··· Data rows ···

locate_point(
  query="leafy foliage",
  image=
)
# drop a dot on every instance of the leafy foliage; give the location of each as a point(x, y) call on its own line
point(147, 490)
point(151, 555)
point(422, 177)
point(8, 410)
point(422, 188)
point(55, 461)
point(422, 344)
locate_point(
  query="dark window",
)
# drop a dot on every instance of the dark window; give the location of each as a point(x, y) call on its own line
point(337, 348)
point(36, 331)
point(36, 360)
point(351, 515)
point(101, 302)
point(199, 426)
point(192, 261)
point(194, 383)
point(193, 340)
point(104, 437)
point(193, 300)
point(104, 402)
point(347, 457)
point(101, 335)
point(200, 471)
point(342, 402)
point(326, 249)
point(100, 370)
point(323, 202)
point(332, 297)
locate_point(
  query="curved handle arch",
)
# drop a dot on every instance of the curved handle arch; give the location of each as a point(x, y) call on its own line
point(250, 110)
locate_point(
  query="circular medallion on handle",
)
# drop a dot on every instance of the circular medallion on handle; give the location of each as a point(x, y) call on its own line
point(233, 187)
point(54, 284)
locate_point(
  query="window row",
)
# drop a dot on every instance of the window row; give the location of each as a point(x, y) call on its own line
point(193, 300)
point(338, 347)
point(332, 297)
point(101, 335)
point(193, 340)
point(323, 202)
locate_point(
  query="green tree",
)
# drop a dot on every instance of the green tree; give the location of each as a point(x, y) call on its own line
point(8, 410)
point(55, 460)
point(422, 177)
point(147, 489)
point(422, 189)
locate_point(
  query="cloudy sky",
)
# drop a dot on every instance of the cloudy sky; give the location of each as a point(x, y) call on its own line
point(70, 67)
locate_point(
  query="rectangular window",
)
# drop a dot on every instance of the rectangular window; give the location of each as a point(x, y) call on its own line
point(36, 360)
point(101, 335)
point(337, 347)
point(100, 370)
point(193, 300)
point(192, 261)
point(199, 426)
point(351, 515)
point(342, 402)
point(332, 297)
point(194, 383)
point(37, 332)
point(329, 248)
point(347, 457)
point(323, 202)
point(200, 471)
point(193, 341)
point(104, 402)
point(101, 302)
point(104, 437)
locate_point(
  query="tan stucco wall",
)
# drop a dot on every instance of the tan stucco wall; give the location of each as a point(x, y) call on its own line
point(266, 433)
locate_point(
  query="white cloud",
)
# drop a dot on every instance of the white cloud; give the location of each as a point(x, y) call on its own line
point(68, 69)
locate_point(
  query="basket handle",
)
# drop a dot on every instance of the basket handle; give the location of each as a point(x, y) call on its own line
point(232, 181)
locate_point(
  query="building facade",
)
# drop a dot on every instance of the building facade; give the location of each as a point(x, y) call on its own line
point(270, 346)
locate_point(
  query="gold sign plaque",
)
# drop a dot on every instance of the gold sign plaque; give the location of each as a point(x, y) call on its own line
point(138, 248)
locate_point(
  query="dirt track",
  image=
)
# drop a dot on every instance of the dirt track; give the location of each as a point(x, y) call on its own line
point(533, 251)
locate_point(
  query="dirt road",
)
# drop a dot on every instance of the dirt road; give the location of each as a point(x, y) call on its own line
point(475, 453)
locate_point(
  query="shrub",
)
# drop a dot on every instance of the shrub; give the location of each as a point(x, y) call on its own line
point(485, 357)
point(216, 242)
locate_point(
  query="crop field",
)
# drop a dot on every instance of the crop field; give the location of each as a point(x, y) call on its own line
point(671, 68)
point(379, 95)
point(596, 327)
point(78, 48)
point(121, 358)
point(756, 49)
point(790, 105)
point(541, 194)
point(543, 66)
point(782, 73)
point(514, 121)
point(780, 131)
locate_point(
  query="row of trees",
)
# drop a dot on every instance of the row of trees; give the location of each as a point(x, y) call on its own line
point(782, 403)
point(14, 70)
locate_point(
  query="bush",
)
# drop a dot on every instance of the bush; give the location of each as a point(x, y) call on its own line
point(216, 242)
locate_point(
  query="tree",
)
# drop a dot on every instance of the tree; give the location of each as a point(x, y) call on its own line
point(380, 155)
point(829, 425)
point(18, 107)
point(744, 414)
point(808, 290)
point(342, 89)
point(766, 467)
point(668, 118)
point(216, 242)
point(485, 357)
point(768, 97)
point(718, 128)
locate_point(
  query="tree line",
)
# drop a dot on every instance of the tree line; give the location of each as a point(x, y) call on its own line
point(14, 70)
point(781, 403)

···

Work to be completed: Print the listing above verbatim, starting at its first line and ending at the line containing "point(422, 344)", with both of those lines included.

Response to this task:
locate_point(
  query="leafy foliage",
  image=
)
# drop a dot on every instance of the leafy foliage; give the location of each as a point(x, y) call on its own line
point(147, 490)
point(151, 555)
point(422, 177)
point(8, 410)
point(422, 188)
point(55, 461)
point(422, 344)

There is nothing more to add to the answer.